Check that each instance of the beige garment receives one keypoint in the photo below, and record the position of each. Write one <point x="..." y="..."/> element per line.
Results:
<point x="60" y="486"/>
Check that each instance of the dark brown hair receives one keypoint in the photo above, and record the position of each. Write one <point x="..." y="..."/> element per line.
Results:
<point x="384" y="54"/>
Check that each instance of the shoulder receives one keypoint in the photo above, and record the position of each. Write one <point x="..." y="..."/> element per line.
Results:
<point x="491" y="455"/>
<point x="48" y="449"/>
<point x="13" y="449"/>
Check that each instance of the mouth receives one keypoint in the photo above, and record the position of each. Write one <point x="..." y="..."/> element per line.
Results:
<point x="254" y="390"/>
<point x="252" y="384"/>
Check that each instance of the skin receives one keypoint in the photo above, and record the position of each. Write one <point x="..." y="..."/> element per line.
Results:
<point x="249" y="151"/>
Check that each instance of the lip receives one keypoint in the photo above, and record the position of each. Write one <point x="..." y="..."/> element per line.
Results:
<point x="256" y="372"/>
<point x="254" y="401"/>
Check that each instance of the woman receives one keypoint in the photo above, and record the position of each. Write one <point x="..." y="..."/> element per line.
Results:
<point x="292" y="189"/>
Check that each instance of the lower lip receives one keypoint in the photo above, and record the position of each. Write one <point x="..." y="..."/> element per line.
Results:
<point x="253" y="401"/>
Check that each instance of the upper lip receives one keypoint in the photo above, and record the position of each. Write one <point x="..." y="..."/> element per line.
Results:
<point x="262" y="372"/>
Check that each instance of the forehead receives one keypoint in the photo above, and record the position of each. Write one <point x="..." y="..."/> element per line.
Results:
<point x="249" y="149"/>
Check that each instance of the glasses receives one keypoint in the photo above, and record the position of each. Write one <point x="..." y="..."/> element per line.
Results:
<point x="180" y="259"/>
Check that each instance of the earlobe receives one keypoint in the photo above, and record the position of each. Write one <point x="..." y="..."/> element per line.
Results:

_ _ _ _ _ _ _

■ Task brief:
Retype all of the entries shown above, exactly.

■ Solution for this task:
Check that each instance of the beige garment receives one keypoint in the photo below, and record the position of each. Write one <point x="..." y="..."/> element per line.
Results:
<point x="60" y="486"/>
Check that each instance of the dark brown hair receives one keypoint in the photo above, and record the position of each. Write one <point x="..." y="..."/> element per line.
Results:
<point x="384" y="54"/>
Check that each instance of the shoulder receives one keypoint in the photo above, and record the position of each. Write one <point x="..." y="..."/> element per line.
Results:
<point x="491" y="455"/>
<point x="48" y="449"/>
<point x="13" y="449"/>
Check that each instance of the mouth receives one keypoint in the photo above, and record the position of each. Write one <point x="..." y="..."/> element per line.
Results:
<point x="254" y="390"/>
<point x="252" y="384"/>
Check that each instance of the skin receives one keypoint in the photo above, and record the position of each. Write one <point x="..." y="..."/> element per line.
Results:
<point x="249" y="151"/>
Check that each instance of the lip receives one keypoint in the photo above, and record the position of each. Write one <point x="..." y="..."/> element per line.
Results:
<point x="256" y="372"/>
<point x="254" y="401"/>
Check that each instance of the woman receives one keypoint in the photo above, and record the position of each. Write one <point x="..." y="..."/> element per line.
Results:
<point x="292" y="189"/>
Check that each instance of the lower lip receives one keypoint in the photo above, and record the position of each. Write one <point x="..." y="..."/> element per line.
Results:
<point x="253" y="401"/>
Check that each instance of the upper lip receives one keypoint in the photo above, and record the position of each. Write one <point x="..." y="..."/> element per line.
Results:
<point x="262" y="372"/>
Check that each instance of the forehead receives one keypoint in the photo above, and record the position of each. Write one <point x="..." y="..."/> element per line.
Results:
<point x="249" y="149"/>
Check that each instance of the glasses receives one keypoint in the photo above, and record the position of each. Write one <point x="..." y="..."/> element per line.
Results:
<point x="180" y="259"/>
Check that each instance of the earlobe receives one keypoint in the photo above, and record the position of each. Write one <point x="..." y="..."/> element per line.
Results:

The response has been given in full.